• [Required work]:
Produce a verbatim transcription of the records below, beginning at the line containing "TARGET = boat canopy" and ending at the final line; include only those lines.

(Dataset records about object locations)

++++++++

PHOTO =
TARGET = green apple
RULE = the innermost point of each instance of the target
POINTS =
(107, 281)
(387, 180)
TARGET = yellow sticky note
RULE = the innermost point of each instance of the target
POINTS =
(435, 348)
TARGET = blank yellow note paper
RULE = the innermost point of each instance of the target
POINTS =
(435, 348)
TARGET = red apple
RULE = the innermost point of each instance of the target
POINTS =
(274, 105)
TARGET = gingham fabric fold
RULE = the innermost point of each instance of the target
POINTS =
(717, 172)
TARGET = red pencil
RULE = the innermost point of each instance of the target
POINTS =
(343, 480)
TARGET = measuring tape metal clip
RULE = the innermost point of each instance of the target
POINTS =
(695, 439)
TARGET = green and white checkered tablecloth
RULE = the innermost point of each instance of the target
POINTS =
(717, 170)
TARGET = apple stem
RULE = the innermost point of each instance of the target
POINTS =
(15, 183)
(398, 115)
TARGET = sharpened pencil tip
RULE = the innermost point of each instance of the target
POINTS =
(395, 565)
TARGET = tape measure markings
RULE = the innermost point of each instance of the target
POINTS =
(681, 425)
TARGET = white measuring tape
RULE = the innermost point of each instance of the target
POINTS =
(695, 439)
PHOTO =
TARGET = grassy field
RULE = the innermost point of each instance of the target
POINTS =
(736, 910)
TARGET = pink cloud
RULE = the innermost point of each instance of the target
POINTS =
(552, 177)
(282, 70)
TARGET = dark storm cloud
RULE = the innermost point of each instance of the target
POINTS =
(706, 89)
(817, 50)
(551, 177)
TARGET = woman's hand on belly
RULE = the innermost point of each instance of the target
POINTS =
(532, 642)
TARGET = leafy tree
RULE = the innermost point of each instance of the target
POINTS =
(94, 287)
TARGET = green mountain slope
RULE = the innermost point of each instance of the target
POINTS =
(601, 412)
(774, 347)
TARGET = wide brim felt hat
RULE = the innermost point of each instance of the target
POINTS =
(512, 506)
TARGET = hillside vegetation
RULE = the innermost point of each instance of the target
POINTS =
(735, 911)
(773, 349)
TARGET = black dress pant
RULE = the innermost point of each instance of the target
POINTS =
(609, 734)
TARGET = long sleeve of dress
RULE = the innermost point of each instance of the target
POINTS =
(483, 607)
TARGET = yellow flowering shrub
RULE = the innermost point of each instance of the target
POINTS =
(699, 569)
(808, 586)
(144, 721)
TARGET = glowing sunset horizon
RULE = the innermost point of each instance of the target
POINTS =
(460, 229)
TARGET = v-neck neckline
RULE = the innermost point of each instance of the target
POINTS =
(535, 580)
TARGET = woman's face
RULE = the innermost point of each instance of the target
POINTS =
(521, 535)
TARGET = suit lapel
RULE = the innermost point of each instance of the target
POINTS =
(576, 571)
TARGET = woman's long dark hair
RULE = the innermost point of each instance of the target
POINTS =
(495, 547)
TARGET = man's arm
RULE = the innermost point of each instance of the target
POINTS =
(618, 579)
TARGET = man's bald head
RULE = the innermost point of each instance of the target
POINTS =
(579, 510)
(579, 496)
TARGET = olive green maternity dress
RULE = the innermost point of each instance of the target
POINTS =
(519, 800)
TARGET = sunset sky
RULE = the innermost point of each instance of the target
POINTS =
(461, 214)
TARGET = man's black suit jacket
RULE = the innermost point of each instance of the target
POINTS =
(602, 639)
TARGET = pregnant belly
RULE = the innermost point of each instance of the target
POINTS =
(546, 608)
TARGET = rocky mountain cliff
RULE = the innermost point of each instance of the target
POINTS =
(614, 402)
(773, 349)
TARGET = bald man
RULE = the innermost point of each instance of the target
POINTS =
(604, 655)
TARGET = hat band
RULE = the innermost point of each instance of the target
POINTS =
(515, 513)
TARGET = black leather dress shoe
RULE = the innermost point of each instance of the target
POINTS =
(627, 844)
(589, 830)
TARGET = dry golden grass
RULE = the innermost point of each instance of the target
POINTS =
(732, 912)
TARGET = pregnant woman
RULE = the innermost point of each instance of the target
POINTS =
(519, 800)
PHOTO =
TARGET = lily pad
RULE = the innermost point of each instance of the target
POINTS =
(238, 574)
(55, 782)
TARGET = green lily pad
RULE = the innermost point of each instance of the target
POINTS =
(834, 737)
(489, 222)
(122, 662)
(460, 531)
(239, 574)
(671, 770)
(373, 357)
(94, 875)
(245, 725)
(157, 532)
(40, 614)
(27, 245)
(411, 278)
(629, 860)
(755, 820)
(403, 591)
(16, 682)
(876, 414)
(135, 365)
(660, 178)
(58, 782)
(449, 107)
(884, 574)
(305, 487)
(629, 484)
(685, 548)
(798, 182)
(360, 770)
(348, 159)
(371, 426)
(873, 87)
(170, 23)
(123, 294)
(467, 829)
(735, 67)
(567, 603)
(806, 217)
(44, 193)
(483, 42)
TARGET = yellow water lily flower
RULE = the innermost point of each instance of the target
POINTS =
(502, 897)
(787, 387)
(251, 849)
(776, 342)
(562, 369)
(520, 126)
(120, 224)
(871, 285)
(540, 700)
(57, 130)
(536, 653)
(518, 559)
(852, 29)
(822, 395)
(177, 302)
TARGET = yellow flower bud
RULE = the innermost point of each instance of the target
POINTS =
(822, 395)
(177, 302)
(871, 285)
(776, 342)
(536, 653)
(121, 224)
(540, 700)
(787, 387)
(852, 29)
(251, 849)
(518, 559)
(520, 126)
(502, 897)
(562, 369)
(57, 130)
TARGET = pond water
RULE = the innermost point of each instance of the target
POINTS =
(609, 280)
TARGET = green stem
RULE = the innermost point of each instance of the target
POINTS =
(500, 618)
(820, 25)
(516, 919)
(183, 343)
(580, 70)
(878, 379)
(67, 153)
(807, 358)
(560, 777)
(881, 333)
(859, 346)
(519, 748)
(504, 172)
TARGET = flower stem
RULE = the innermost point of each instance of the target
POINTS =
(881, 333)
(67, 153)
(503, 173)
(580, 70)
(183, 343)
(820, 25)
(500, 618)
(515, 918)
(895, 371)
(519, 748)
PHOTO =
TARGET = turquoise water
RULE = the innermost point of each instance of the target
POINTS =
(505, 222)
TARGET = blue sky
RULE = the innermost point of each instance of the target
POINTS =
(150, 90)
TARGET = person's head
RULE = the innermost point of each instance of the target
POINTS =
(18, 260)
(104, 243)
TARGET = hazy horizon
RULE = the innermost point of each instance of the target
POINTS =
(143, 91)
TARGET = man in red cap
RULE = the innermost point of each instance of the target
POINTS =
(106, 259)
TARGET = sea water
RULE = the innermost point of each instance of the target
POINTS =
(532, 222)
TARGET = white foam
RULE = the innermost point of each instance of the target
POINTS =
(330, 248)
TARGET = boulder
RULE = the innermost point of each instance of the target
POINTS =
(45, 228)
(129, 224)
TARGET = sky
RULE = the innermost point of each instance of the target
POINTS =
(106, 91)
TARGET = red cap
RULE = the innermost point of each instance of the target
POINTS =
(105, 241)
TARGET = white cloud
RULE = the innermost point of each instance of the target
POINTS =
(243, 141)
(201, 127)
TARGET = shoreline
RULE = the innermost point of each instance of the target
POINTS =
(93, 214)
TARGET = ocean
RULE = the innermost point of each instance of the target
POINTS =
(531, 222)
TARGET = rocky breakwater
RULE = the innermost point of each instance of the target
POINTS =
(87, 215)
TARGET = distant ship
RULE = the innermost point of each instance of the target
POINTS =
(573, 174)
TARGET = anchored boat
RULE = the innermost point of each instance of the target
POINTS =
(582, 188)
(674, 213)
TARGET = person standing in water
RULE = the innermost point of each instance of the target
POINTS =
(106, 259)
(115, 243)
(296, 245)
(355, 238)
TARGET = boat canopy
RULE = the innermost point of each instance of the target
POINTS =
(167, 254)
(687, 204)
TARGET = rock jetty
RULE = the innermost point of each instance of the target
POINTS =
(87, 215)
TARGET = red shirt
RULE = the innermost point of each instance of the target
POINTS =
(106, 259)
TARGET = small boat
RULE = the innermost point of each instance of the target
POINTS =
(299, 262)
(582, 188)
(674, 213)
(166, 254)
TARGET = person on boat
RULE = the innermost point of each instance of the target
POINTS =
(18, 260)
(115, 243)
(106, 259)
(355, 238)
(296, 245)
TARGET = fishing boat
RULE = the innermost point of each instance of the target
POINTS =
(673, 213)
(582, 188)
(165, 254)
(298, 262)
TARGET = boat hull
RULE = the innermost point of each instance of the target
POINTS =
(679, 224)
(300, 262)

++++++++

• [Final result]:
TARGET = boat canopy
RULE = the innermost point of each instance of the target
POINTS =
(167, 254)
(687, 204)
TARGET = rock jetty
RULE = the innermost point of each instance of the target
POINTS =
(87, 215)
TARGET = red shirt
RULE = the innermost point of each instance of the target
POINTS =
(106, 259)
TARGET = small boat
RULE = the innermost point of each instance of the target
POINTS =
(299, 262)
(582, 188)
(674, 213)
(166, 254)
TARGET = person on boat
RULE = the innermost point of each instance of the target
POINTS =
(18, 260)
(115, 243)
(106, 259)
(355, 238)
(296, 245)
TARGET = fishing boat
RULE = the innermost point of each instance of the target
POINTS =
(673, 213)
(582, 188)
(165, 254)
(298, 262)
TARGET = boat hull
RULE = the innermost point of each instance of the target
POINTS =
(679, 224)
(300, 262)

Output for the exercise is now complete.